The problem
The answer must consist of each line below that contains the string "white".

Text-to-region grounding data:
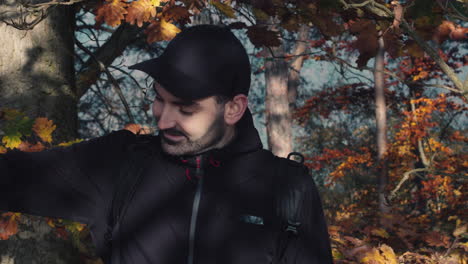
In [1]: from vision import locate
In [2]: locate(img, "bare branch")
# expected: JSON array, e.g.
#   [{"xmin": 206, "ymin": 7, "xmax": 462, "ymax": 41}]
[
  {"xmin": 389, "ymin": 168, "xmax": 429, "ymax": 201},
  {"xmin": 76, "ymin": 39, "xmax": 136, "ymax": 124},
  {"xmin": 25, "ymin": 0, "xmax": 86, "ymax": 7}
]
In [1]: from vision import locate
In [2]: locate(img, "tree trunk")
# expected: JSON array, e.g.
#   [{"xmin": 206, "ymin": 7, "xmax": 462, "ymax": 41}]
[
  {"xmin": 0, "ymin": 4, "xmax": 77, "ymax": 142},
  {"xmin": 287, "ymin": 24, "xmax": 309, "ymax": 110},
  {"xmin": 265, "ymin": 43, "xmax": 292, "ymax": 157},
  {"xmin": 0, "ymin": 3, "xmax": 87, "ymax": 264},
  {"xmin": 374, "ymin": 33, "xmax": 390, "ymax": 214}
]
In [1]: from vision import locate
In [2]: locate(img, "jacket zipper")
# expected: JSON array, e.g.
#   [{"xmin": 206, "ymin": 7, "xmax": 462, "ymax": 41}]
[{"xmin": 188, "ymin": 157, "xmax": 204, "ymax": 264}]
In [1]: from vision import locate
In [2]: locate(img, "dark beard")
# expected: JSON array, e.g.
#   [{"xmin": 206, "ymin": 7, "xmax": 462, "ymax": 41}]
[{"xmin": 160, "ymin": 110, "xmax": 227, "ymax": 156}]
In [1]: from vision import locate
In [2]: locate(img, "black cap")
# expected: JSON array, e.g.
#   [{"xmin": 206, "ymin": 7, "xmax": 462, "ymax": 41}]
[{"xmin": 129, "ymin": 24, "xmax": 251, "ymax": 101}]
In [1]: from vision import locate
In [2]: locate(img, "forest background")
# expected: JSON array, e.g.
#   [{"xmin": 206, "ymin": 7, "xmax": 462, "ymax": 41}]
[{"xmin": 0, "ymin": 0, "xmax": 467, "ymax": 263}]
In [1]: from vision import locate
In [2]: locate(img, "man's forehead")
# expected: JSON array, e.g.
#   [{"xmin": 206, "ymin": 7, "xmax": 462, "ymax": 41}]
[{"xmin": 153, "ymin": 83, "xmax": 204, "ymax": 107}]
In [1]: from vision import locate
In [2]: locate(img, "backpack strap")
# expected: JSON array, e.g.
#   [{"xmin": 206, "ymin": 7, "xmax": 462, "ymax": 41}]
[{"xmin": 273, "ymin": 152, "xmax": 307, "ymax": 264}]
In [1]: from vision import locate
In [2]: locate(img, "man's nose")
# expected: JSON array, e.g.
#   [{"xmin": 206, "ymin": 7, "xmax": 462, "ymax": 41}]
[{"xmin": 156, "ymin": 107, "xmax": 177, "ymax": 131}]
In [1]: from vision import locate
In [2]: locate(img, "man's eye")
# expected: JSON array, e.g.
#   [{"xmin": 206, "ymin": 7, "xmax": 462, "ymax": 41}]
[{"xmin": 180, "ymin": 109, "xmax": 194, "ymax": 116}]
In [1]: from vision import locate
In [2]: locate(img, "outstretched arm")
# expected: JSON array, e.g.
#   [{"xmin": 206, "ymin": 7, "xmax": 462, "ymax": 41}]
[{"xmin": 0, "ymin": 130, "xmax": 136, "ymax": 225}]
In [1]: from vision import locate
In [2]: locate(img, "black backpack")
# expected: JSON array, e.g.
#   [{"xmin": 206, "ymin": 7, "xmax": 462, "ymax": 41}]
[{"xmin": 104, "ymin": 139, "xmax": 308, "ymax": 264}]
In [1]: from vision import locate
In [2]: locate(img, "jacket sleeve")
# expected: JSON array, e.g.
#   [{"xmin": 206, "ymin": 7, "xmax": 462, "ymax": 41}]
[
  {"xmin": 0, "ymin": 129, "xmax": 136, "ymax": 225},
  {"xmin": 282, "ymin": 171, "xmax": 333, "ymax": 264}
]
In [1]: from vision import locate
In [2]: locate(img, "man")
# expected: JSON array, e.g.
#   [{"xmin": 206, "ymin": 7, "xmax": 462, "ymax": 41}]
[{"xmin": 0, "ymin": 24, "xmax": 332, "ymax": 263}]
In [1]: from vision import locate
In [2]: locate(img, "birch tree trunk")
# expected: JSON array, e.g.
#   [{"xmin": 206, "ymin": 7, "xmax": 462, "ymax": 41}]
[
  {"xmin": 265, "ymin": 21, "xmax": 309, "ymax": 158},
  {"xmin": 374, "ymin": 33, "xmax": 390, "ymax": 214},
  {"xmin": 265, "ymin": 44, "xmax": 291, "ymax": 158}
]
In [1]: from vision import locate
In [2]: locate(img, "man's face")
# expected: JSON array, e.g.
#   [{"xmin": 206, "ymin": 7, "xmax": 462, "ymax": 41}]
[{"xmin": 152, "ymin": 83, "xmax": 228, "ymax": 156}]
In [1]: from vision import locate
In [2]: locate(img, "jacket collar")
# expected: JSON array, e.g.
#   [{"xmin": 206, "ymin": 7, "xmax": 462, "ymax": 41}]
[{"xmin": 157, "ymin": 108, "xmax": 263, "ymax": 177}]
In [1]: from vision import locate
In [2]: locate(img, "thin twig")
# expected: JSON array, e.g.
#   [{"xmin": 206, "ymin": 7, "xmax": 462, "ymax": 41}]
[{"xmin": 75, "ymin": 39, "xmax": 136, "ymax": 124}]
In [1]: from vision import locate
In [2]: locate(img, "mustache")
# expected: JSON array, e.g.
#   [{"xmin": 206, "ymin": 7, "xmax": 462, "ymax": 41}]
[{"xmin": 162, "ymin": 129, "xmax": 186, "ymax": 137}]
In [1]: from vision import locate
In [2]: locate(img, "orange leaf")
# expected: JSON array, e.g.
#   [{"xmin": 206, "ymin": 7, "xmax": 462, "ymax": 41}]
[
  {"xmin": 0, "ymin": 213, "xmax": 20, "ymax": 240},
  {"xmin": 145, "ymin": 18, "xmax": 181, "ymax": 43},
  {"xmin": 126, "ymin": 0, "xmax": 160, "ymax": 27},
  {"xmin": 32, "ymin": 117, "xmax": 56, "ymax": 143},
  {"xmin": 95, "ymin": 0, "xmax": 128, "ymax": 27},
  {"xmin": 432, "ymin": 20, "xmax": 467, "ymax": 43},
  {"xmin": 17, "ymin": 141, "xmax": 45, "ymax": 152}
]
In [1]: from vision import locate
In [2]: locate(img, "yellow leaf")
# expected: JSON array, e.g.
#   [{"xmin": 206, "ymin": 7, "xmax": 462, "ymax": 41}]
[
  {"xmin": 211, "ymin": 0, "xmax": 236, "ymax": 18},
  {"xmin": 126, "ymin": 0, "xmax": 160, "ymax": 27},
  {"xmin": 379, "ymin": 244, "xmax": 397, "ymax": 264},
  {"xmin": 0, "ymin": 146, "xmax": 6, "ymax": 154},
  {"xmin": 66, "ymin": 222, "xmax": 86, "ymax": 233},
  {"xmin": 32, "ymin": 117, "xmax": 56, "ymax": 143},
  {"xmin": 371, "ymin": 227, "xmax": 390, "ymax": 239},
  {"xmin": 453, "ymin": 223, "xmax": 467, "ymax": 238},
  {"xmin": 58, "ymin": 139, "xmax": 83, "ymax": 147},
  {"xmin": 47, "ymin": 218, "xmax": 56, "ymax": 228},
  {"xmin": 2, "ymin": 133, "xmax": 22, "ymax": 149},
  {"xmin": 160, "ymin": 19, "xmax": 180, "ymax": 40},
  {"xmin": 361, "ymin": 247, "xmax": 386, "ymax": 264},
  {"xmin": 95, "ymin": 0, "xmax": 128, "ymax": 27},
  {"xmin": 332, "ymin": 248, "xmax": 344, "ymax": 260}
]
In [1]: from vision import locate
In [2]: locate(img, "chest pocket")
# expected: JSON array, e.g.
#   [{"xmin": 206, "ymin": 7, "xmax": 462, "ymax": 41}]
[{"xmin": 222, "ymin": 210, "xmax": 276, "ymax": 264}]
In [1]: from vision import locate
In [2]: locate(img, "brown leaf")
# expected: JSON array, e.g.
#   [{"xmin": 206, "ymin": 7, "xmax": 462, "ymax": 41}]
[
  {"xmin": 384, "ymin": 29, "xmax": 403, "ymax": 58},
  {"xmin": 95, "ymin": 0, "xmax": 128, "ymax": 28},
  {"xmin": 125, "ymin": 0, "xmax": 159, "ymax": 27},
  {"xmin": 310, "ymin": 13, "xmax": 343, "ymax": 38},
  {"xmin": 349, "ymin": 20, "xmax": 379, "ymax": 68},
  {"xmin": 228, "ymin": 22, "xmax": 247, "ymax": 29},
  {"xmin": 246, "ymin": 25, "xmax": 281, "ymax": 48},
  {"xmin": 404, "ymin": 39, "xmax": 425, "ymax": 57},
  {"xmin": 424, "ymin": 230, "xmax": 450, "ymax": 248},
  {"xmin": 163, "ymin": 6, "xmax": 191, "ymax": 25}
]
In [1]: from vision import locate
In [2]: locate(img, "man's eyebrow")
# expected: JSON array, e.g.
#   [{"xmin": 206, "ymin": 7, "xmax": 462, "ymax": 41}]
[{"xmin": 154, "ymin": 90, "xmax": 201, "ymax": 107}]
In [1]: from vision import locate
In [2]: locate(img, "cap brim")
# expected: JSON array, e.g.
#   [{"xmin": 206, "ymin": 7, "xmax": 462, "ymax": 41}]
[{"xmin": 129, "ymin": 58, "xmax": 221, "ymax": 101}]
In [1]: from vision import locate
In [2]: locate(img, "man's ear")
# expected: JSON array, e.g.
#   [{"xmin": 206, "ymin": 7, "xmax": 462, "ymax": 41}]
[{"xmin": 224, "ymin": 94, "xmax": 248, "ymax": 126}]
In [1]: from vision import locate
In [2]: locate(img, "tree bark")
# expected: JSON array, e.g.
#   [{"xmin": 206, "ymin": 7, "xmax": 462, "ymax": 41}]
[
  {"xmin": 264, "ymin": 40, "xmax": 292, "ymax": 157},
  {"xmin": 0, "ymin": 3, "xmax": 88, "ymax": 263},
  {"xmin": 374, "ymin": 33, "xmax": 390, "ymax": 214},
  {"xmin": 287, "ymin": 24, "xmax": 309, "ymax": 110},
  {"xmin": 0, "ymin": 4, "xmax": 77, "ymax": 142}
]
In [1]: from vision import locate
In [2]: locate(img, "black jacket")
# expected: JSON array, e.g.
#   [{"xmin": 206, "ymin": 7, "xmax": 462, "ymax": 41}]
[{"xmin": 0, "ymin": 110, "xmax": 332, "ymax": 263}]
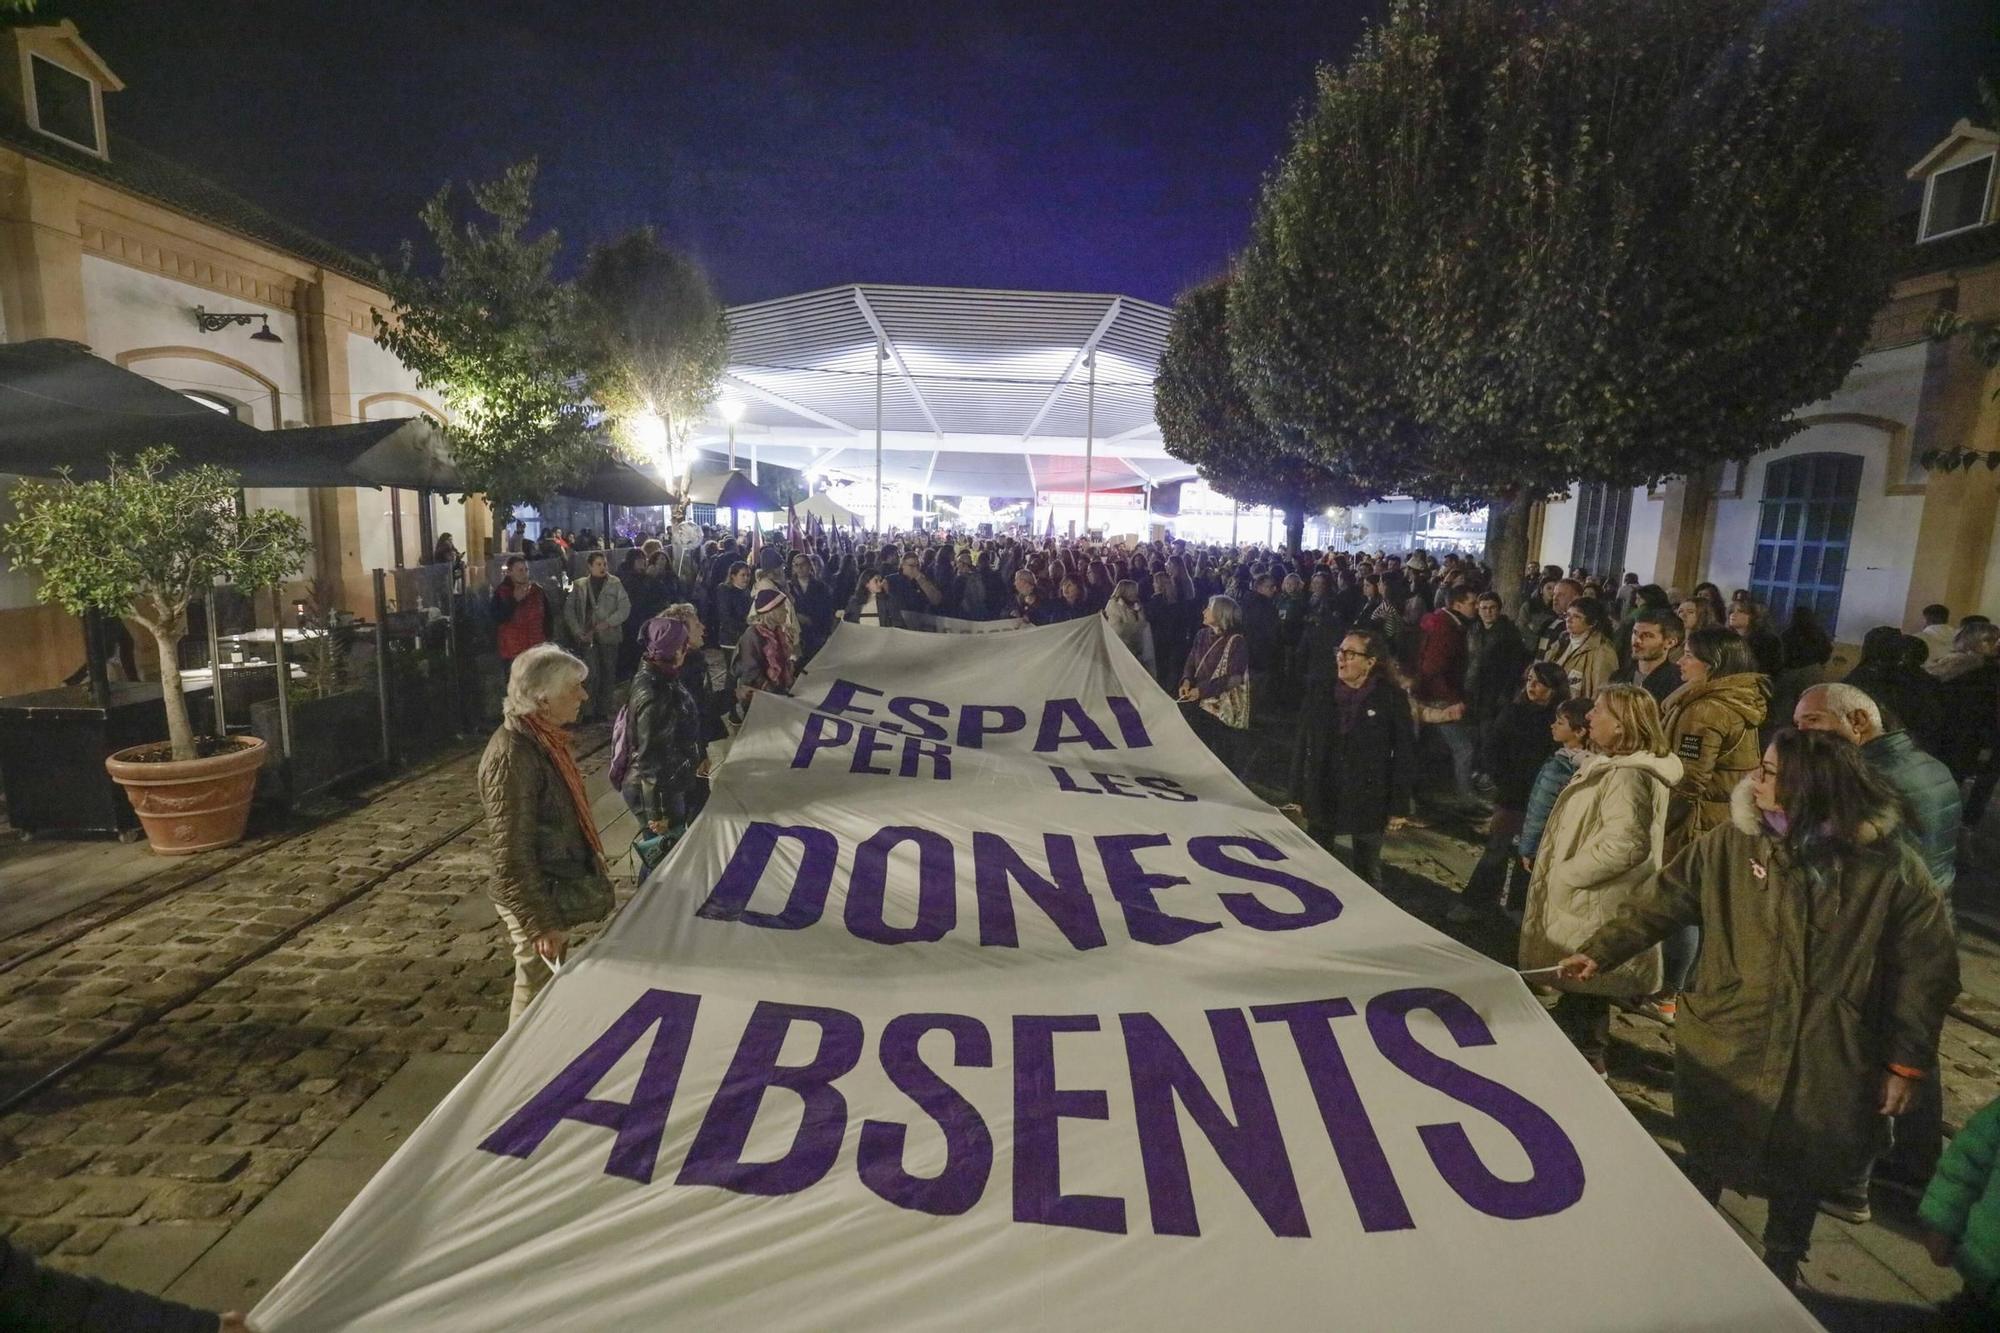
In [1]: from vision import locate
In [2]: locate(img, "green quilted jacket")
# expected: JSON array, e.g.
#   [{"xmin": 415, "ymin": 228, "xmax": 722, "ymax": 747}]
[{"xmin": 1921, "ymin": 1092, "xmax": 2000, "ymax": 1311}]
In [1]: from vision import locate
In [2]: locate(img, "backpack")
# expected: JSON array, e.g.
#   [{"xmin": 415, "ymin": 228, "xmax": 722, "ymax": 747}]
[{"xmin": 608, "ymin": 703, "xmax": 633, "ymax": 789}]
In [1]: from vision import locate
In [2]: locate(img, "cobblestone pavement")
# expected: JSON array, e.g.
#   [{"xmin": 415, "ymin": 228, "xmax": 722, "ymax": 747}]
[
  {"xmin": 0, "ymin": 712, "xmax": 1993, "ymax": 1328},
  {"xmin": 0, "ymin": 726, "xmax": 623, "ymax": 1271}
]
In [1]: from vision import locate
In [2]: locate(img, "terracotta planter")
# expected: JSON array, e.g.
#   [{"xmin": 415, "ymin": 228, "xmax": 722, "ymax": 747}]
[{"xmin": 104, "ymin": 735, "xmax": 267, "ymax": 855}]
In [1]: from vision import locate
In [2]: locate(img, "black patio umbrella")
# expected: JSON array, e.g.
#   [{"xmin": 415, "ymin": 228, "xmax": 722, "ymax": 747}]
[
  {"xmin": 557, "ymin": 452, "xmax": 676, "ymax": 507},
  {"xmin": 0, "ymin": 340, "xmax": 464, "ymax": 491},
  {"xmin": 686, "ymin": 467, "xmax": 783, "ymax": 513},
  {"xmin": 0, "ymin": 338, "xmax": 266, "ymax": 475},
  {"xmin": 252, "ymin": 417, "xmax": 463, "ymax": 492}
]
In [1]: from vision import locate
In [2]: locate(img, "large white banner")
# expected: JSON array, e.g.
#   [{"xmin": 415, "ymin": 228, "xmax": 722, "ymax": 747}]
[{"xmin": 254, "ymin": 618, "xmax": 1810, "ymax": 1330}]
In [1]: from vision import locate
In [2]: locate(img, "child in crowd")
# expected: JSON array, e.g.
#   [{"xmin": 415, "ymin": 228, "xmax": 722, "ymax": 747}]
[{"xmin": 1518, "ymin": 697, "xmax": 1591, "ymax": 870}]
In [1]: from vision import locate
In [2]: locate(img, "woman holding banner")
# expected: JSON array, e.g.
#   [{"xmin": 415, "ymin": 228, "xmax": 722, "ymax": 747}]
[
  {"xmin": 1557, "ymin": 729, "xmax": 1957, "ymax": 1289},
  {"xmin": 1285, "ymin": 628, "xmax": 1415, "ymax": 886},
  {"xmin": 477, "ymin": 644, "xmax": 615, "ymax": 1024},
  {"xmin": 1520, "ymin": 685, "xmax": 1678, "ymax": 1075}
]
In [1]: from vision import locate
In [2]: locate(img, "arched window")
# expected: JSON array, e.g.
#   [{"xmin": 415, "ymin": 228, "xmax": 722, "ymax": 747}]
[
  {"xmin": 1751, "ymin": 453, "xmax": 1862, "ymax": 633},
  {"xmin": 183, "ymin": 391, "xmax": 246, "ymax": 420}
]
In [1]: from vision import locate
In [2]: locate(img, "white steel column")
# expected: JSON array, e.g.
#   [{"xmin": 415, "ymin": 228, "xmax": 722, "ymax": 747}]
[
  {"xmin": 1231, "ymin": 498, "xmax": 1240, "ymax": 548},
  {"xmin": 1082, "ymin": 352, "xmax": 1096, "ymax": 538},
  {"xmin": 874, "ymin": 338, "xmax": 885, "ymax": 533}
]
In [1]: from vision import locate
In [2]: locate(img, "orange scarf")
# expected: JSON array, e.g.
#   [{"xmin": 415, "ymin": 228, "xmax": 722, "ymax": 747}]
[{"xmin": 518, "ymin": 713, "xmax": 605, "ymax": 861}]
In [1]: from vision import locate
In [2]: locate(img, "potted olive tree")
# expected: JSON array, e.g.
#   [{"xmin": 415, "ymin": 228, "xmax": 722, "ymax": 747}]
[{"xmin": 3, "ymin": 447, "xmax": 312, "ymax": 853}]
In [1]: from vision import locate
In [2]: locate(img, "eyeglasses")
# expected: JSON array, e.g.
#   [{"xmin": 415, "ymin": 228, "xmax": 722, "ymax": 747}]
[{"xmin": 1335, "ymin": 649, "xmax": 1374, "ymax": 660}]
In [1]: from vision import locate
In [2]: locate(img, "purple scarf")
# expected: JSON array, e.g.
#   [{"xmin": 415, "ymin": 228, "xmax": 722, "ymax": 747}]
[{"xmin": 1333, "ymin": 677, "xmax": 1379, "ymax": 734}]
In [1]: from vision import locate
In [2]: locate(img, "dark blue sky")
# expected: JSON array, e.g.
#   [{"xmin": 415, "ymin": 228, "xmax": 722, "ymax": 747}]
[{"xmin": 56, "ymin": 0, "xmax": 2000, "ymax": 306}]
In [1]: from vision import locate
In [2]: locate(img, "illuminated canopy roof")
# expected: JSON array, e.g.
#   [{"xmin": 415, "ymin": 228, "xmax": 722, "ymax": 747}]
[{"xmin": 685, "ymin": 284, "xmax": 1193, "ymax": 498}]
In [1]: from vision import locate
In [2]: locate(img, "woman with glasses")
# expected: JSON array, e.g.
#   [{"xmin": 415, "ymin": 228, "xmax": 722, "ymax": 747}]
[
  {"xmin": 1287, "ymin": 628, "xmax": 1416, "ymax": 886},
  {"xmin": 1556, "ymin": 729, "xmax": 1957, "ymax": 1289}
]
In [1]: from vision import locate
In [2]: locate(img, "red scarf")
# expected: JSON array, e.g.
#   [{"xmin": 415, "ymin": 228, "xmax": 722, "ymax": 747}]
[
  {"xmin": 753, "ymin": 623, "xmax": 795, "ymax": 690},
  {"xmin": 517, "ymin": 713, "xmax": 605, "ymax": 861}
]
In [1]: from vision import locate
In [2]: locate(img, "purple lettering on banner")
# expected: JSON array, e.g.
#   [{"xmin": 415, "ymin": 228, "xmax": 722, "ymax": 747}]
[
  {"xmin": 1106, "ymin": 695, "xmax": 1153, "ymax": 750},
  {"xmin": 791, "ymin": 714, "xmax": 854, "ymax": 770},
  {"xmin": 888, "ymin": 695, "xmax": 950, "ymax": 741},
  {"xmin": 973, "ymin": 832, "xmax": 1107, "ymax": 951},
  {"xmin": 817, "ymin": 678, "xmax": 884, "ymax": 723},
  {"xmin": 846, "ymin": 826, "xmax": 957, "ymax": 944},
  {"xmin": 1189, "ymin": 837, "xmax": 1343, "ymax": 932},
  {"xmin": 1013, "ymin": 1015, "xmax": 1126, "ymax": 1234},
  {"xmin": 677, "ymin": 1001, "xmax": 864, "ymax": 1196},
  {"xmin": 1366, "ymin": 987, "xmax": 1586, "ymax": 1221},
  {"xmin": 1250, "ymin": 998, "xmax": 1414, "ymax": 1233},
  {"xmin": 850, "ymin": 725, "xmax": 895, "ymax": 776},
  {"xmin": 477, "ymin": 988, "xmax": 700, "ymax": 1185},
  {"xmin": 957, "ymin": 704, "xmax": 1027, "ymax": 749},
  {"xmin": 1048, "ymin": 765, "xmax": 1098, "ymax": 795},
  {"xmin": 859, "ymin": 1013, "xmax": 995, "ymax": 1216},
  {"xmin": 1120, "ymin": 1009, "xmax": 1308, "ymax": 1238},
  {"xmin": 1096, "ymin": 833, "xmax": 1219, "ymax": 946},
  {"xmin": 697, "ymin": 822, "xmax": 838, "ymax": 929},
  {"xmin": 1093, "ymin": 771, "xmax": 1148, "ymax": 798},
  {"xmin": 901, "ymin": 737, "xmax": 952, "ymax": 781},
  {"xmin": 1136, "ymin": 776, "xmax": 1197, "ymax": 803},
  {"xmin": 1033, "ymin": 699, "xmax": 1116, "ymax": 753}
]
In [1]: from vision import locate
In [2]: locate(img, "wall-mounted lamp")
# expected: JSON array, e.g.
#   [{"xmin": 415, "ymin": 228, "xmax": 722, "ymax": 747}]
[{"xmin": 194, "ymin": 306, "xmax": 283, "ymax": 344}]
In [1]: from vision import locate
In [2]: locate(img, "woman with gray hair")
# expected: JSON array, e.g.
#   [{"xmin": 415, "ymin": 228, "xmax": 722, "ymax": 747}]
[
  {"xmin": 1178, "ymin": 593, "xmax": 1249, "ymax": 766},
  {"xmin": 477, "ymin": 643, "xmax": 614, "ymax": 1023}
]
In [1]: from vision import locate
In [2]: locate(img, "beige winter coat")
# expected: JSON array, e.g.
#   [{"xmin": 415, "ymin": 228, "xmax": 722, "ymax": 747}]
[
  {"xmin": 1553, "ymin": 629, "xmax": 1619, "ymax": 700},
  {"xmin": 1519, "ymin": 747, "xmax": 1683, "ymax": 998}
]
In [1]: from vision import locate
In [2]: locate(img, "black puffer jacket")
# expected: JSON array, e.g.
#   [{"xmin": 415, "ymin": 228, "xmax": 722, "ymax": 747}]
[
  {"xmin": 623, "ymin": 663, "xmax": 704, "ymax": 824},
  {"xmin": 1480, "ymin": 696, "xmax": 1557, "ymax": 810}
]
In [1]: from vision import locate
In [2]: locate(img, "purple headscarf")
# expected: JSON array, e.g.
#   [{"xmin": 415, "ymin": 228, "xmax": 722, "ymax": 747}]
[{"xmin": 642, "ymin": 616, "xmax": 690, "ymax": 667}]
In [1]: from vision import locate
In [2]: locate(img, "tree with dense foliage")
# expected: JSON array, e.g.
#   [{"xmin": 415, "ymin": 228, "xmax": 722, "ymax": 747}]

Answer space
In [2]: locate(img, "large white banner")
In [2]: locate(img, "white steel column")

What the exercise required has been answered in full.